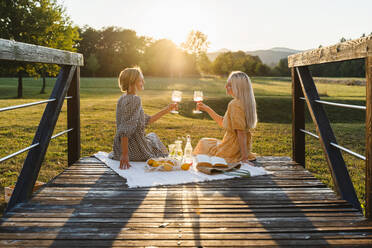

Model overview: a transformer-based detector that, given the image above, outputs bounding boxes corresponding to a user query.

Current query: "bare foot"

[241,160,256,166]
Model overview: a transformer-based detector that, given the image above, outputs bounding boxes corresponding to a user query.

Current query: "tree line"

[0,0,372,97]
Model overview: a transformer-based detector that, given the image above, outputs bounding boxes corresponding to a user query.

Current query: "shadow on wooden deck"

[0,158,372,247]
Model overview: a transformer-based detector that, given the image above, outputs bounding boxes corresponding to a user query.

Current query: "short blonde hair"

[118,67,143,92]
[227,71,257,128]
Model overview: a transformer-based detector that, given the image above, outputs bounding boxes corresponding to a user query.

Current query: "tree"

[181,30,211,73]
[212,51,271,76]
[181,30,210,56]
[141,39,198,77]
[77,26,149,77]
[0,0,79,97]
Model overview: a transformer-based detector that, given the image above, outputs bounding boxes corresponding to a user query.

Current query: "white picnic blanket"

[94,152,271,188]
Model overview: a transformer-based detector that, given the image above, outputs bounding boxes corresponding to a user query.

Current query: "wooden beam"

[288,36,372,67]
[365,56,372,220]
[67,67,81,165]
[296,66,361,210]
[291,68,305,167]
[0,39,84,66]
[6,66,76,211]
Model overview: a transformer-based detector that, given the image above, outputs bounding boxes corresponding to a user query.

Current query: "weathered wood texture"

[288,36,372,67]
[296,66,361,209]
[291,68,305,167]
[366,56,372,219]
[0,158,372,247]
[0,39,84,66]
[7,66,76,211]
[67,67,81,165]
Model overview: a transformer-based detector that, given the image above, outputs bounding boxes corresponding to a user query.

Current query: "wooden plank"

[365,56,372,220]
[6,66,76,211]
[291,68,305,167]
[0,218,372,231]
[288,35,372,67]
[296,67,361,210]
[67,67,81,165]
[0,239,372,248]
[0,155,372,247]
[0,39,84,66]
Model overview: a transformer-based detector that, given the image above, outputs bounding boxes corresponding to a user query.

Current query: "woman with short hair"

[110,67,177,169]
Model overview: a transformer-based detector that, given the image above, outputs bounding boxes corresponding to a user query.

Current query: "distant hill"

[207,47,301,67]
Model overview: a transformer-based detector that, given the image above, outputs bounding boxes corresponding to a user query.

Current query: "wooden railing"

[0,39,83,211]
[288,36,372,219]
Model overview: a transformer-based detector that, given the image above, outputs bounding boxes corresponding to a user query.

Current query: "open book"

[195,154,241,175]
[195,154,229,168]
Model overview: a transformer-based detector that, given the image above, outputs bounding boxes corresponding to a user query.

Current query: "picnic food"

[181,163,191,170]
[163,163,173,171]
[146,158,177,171]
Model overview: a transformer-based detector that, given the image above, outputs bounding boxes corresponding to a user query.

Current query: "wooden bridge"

[0,37,372,247]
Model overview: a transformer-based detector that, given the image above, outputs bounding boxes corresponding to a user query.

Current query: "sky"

[58,0,372,52]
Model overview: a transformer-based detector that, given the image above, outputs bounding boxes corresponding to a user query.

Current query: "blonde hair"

[118,67,143,92]
[227,71,257,128]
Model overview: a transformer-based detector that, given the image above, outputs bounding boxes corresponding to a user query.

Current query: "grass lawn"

[0,77,365,213]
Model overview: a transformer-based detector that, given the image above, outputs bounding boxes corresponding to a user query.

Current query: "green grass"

[0,77,365,215]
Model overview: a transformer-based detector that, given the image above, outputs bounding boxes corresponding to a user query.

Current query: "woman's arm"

[149,103,177,124]
[119,136,131,170]
[197,102,223,127]
[236,130,254,166]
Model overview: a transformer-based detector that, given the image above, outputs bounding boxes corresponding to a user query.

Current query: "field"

[0,77,365,213]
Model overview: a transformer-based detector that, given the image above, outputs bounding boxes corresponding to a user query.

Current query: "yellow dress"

[193,99,256,163]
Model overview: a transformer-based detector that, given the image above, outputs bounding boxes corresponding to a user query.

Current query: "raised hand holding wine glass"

[171,90,182,114]
[193,91,203,114]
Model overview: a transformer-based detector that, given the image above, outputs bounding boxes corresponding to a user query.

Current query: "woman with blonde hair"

[193,71,257,165]
[110,67,177,169]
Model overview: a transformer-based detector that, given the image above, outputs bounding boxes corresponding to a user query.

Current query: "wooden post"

[67,67,81,165]
[296,66,361,210]
[6,66,76,212]
[291,67,305,167]
[365,56,372,220]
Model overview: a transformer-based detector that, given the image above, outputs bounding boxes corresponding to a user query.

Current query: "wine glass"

[171,90,182,114]
[193,91,203,114]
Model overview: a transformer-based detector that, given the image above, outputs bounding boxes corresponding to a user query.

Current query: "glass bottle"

[183,135,192,164]
[174,139,183,160]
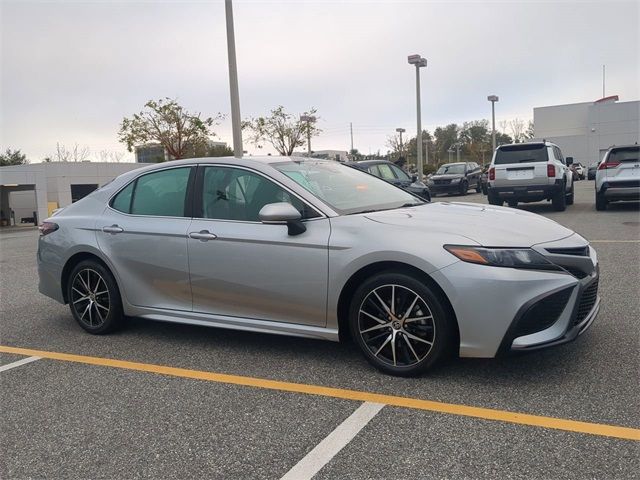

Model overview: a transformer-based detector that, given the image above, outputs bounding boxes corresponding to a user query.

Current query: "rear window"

[609,147,640,162]
[494,144,549,165]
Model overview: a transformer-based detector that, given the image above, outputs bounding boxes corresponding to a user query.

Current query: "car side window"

[111,167,191,217]
[378,163,396,180]
[202,167,319,222]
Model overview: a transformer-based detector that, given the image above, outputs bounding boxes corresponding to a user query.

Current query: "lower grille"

[573,280,598,325]
[514,287,573,337]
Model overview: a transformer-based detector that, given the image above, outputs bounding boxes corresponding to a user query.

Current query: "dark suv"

[345,160,431,202]
[428,162,482,197]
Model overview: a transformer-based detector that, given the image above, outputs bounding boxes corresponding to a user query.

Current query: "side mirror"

[258,202,307,235]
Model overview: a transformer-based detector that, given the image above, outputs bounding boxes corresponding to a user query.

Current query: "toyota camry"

[38,157,599,376]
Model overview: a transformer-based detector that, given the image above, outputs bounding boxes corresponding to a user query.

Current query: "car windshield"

[272,160,424,215]
[494,143,548,165]
[436,163,464,175]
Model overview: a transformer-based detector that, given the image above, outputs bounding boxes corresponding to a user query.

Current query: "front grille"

[562,265,589,279]
[573,280,598,325]
[514,287,573,337]
[546,246,589,257]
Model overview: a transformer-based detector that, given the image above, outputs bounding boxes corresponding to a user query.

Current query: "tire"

[596,192,609,212]
[349,271,454,377]
[67,260,124,335]
[487,190,504,207]
[567,183,576,205]
[551,183,567,212]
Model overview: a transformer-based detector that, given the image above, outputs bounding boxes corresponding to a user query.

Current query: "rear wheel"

[67,260,123,335]
[596,192,609,211]
[551,183,567,212]
[349,272,453,376]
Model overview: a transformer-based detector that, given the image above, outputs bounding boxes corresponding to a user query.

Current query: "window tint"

[389,165,410,180]
[378,163,396,180]
[111,182,136,213]
[494,143,548,165]
[131,168,191,217]
[202,167,319,222]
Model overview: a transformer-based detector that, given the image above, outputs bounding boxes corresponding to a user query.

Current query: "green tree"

[0,148,29,167]
[242,105,322,157]
[118,98,224,159]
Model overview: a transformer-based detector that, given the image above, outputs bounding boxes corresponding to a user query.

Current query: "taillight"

[547,164,556,178]
[598,162,620,170]
[38,222,59,237]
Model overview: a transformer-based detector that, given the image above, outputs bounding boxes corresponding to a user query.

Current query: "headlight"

[444,245,558,270]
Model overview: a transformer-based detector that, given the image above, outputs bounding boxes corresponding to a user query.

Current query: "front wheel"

[67,260,123,335]
[349,272,453,377]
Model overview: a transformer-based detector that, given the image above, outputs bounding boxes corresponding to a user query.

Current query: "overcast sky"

[0,0,640,162]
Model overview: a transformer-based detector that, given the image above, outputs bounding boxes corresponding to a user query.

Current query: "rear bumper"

[489,180,562,201]
[600,180,640,200]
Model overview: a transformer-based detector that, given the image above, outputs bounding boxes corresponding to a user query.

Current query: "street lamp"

[487,95,498,152]
[396,128,406,163]
[300,115,316,158]
[407,55,427,181]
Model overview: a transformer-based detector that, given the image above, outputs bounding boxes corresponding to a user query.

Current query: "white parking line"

[280,402,384,480]
[0,357,42,372]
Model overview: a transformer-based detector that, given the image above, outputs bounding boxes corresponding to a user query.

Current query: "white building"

[533,95,640,166]
[0,162,144,226]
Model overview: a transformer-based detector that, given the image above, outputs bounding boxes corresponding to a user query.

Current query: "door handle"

[102,224,124,233]
[189,230,218,242]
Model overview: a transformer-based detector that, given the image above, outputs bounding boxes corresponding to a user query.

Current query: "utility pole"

[224,0,242,158]
[349,122,353,152]
[300,115,316,158]
[487,95,499,152]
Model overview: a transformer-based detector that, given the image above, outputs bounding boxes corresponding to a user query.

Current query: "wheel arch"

[60,252,116,304]
[337,261,460,348]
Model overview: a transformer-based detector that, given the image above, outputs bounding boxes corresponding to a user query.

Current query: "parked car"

[488,142,574,211]
[37,157,599,376]
[427,162,482,197]
[346,160,431,202]
[596,144,640,210]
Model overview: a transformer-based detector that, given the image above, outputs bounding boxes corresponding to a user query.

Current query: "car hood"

[366,202,574,247]
[431,173,464,180]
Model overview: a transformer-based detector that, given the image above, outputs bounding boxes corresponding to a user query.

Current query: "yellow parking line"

[0,345,640,441]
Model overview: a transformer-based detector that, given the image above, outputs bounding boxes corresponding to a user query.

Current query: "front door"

[188,166,330,326]
[96,167,195,311]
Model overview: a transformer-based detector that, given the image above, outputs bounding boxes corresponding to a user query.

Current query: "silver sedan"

[38,157,599,375]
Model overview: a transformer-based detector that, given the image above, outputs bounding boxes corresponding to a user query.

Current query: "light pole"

[407,55,427,177]
[487,95,499,152]
[300,115,316,158]
[224,0,242,158]
[396,128,406,163]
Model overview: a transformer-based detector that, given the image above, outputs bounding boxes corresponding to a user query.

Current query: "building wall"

[533,100,640,166]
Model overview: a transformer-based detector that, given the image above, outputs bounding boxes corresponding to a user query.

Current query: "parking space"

[0,181,640,478]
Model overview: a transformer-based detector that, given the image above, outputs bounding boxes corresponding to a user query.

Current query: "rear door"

TASK REQUIREMENTS. Copy the listing above word for word, from its very beginning down to and including the line that contains "[94,152,271,188]". Leave the pictures out.

THE REPLY.
Model overview: a transformer-based detector that, given the image above, outputs bounding boxes corresponding to a user query.

Current query: "bare foot"

[241,160,256,166]
Model overview: a transformer-based detector that, given the image above, outputs bounding boxes corresponding to a user query.

Current query: "tree line"

[0,0,372,97]
Model overview: a transformer-based detector that, given the image above, outputs bounding boxes corresponding to a user query.

Current query: "shadow on wooden deck"

[0,158,372,247]
Model overview: a transformer-based detector that, given the image above, outputs bounding boxes corresponding to a user query.

Current query: "short blonde hair"

[118,67,143,92]
[227,71,257,128]
Model overview: a transformer-based detector that, given the image above, outputs bounding boxes corresponding to a user query.

Current query: "tree"

[181,30,211,73]
[212,51,271,76]
[181,30,210,56]
[141,39,198,77]
[77,26,149,77]
[0,0,79,97]
Model overview: a transformer-based detector that, given the image above, outputs bounding boxes corresponding to a user query.

Current query: "white picnic blanket"

[94,152,271,188]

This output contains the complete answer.